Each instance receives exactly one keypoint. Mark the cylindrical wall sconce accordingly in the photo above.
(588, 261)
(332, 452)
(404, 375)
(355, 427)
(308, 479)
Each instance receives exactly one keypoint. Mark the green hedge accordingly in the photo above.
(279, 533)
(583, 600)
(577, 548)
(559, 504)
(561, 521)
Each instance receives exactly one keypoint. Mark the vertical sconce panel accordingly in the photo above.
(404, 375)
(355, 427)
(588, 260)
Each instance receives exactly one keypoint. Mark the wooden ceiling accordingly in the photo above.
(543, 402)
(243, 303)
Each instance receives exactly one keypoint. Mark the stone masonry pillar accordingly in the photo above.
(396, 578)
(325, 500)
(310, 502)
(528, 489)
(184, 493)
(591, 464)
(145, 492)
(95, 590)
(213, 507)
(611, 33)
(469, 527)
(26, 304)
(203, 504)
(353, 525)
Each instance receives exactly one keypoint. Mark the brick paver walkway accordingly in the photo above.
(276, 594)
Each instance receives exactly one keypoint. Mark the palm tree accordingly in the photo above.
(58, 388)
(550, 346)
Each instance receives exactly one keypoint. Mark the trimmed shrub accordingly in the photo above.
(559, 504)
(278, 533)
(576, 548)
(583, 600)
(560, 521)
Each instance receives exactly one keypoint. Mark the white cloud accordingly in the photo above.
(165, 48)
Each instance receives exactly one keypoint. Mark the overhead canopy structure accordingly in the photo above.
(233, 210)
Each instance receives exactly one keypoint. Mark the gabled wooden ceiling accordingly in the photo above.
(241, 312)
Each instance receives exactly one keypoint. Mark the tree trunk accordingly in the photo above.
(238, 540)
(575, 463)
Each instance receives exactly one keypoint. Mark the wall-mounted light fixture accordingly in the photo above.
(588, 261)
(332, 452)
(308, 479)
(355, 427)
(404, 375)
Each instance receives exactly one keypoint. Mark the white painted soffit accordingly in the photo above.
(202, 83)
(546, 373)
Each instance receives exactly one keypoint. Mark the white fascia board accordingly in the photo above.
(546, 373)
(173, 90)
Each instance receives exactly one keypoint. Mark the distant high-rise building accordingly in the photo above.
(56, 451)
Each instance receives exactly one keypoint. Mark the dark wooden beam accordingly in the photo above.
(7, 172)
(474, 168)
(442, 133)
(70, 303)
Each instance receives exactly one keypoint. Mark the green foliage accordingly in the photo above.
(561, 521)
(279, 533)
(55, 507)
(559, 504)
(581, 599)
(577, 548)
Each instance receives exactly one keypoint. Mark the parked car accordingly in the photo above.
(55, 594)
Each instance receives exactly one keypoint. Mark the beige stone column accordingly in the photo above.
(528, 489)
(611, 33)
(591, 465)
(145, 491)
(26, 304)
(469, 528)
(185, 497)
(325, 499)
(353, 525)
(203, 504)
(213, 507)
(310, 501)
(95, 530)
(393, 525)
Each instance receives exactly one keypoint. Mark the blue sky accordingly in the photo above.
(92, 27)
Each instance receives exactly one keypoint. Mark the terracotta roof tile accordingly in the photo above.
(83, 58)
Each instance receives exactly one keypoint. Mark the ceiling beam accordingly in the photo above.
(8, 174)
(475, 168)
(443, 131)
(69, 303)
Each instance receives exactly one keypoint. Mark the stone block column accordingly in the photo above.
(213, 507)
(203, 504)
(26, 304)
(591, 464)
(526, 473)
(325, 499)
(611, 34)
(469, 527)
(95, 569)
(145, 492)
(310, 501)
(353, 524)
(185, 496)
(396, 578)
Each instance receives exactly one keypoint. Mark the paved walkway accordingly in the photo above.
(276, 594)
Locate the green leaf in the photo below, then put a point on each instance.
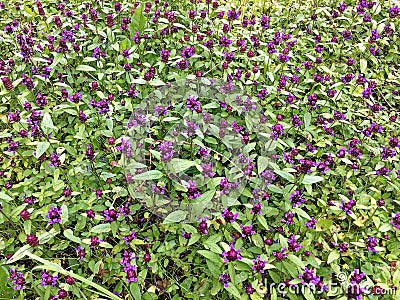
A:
(157, 82)
(69, 234)
(6, 291)
(285, 175)
(5, 196)
(46, 236)
(179, 165)
(262, 221)
(138, 20)
(302, 213)
(363, 65)
(385, 227)
(49, 266)
(309, 179)
(149, 175)
(101, 228)
(211, 256)
(85, 68)
(20, 253)
(215, 270)
(47, 123)
(273, 188)
(175, 217)
(262, 163)
(233, 291)
(297, 261)
(334, 255)
(307, 120)
(135, 290)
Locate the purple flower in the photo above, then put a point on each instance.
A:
(308, 277)
(167, 151)
(80, 252)
(247, 230)
(347, 35)
(396, 220)
(55, 160)
(232, 254)
(160, 190)
(293, 245)
(357, 276)
(193, 104)
(17, 279)
(280, 255)
(202, 228)
(188, 52)
(259, 265)
(229, 216)
(164, 55)
(311, 224)
(130, 237)
(54, 215)
(371, 244)
(110, 215)
(288, 219)
(206, 170)
(193, 191)
(277, 131)
(354, 291)
(296, 198)
(48, 279)
(346, 207)
(131, 273)
(225, 279)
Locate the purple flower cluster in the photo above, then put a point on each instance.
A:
(54, 215)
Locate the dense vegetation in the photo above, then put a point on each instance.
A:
(281, 119)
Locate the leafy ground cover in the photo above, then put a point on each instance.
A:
(315, 216)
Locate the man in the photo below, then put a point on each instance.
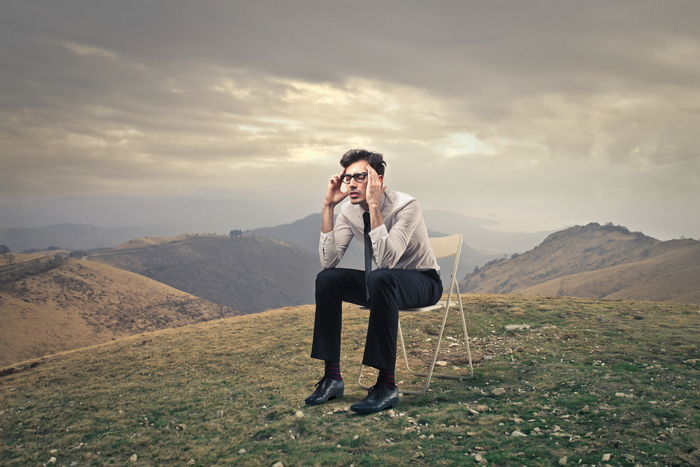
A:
(391, 226)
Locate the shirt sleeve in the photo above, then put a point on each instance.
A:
(332, 245)
(389, 245)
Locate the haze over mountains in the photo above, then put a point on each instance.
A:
(87, 223)
(597, 261)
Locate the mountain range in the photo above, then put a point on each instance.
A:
(601, 261)
(249, 273)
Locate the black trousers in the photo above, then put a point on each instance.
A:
(389, 289)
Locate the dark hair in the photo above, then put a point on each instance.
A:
(374, 159)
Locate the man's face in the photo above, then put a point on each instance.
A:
(357, 190)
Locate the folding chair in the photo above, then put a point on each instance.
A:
(443, 247)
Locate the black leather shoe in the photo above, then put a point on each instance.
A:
(378, 398)
(326, 389)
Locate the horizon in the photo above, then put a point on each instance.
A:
(538, 115)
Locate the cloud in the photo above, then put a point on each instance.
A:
(520, 107)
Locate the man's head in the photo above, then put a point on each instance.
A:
(355, 163)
----------------------------------------
--- Given task ---
Could you echo all the records above word for word, leaving out the pictures?

--- Expected answer ---
Each instance receives exactly one keypoint. Mark the cylindrical wall sconce accordingly in the photo above.
(588, 261)
(332, 452)
(404, 375)
(355, 427)
(308, 479)
Each instance receives exactly one keypoint. Mark the green hedge accordingly in the photo above.
(279, 533)
(583, 600)
(577, 548)
(559, 504)
(561, 521)
Each instance receives exactly one keypoint. Mark the vertical sconce panel accordingly in the photo above.
(404, 375)
(355, 427)
(588, 260)
Each instance receives exactly one keypoint. Mark the wooden ceiling accordingly in the photo above.
(543, 402)
(243, 303)
Each instance receives exactly one keypoint. Mark the stone masonry pillar accordingly in the photo above.
(396, 578)
(325, 500)
(310, 502)
(528, 489)
(184, 493)
(591, 464)
(145, 492)
(95, 590)
(213, 507)
(611, 33)
(469, 527)
(26, 304)
(203, 504)
(353, 525)
Each instance receives exactly one keypoint. Mark the brick paver walkway accordingly in the photo above.
(276, 594)
Each instance receives exactly one keypoint. Mark the palm tree accordingly in the photo above.
(58, 388)
(550, 346)
Each instance receives exactly one keypoint. Mark the trimmed shrub accordingly in the photo above.
(559, 504)
(278, 533)
(576, 548)
(583, 600)
(560, 521)
Each instance receives exactly one keypoint. Mark the white cloud accordingly in the photo above.
(165, 48)
Each instance receives exactly one keypoint. Mark the overhead canopy structure accordingly in the photo above.
(233, 210)
Each instance receives exactly one keypoint. Mark the gabled wooden ceiling accordingly in the photo above.
(241, 312)
Each instance receives exactly one keypoint. Mark the tree trunk accordingly in the photo above.
(238, 540)
(575, 463)
Each instance receives exactly one keypoint. Mark the wall-mounted light fixture accordingly in the photo above.
(588, 261)
(332, 452)
(308, 479)
(355, 427)
(404, 375)
Each instance receives exactly one keypoint. Mark the white painted soffit accordingly in the photo above.
(202, 83)
(546, 373)
Each instance receives exactly one keypoint. Mark the white fascia board accordingly in the photo above.
(546, 373)
(173, 90)
Each instance receives exactly one keypoint. Mark the distant high-rise building accordingly in the photo above.
(56, 451)
Each instance receives exactly one keypoint. Mark the dark wooden beam accordingly in the photo above.
(7, 172)
(474, 168)
(442, 133)
(70, 303)
Each instance receives exactly one keypoint. Mark the green foliage accordingly in the photo above.
(561, 521)
(279, 533)
(55, 507)
(559, 504)
(581, 599)
(577, 548)
Each instance receives exactly one keypoint. Mark the parked car accordingly in the photo above.
(55, 594)
Each instance receives exactly one keypoint. Mark the beige stone column accordingly in the photo above.
(528, 489)
(611, 33)
(591, 465)
(145, 491)
(26, 304)
(469, 528)
(185, 497)
(325, 499)
(353, 525)
(203, 504)
(213, 507)
(310, 501)
(95, 530)
(393, 525)
Each instance receives exactly one keypoint. Mark the blue sky accordingly in the photo above.
(92, 27)
Each instance receives exactly one keypoint. Mark the terracotta roof tile accordingly in the photo above.
(83, 58)
Each instance receives exactly one keypoint. Mark the ceiling beam accordingly in the photo above.
(8, 174)
(475, 168)
(443, 131)
(69, 303)
Each instance receives exactly one keypoint. Mark the stone block column accordingly in the photo above.
(213, 507)
(203, 504)
(26, 304)
(591, 464)
(526, 473)
(325, 499)
(611, 34)
(469, 527)
(95, 569)
(145, 492)
(310, 501)
(353, 524)
(185, 496)
(396, 578)
Each instance receives exactly one keypoint. Mark the paved walkway accordingly in the photo above.
(276, 594)
Locate the green leaf in the photo below, then put a point on each instance.
A:
(157, 82)
(69, 234)
(6, 291)
(285, 175)
(5, 196)
(46, 236)
(179, 165)
(262, 221)
(138, 20)
(302, 213)
(363, 65)
(385, 227)
(49, 266)
(309, 179)
(149, 175)
(101, 228)
(211, 256)
(85, 68)
(20, 253)
(215, 270)
(47, 123)
(273, 188)
(175, 217)
(262, 163)
(233, 291)
(297, 261)
(334, 255)
(307, 120)
(135, 290)
Locate the purple flower in the photo above, then put a point on each instance.
A:
(308, 277)
(167, 151)
(80, 252)
(247, 230)
(347, 35)
(396, 220)
(55, 160)
(232, 254)
(160, 190)
(293, 245)
(357, 276)
(193, 104)
(17, 279)
(280, 255)
(202, 228)
(188, 52)
(259, 265)
(229, 216)
(164, 55)
(311, 224)
(130, 237)
(54, 215)
(371, 244)
(110, 215)
(288, 219)
(206, 170)
(193, 191)
(277, 131)
(354, 291)
(296, 198)
(48, 279)
(346, 207)
(131, 273)
(225, 279)
Locate the purple flower cluster in the photo above, then put a point on each instance.
A:
(54, 215)
Locate the dense vegetation in the photo above, then put a point on each instance.
A:
(281, 119)
Locate the leafy ground cover in the photo above, then put a point on each instance.
A:
(315, 216)
Locate the man in the photo below, then put a point on each instance.
A:
(391, 226)
Locate the shirt sleeve in the photo above, then put a point on each instance.
A:
(332, 245)
(389, 245)
Locate the haze over mountains in the photo above, then put a point on each instance.
A:
(87, 223)
(597, 261)
Locate the mountain range in the photo above, then put a point on each instance.
A:
(601, 261)
(249, 273)
Locate the black trousers in the photo above, then put a point on each instance.
A:
(389, 289)
Locate the dark hair in the photo above, then put a point on each instance.
A:
(374, 159)
Locate the man's face in the photo above, then put a point on each instance.
A:
(357, 190)
Locate the folding chair in the photo above, then put a point on each instance.
A:
(443, 247)
Locate the black leather shoe in the photo above, then put a point on each instance.
A:
(378, 398)
(326, 389)
Locate the horizon in the photo above, then put a point on each instance.
A:
(538, 115)
Locate the cloud in the photo above, then put a point on each instance.
A:
(520, 107)
Locate the man's head in the photo above, then put a point on each instance.
A:
(355, 163)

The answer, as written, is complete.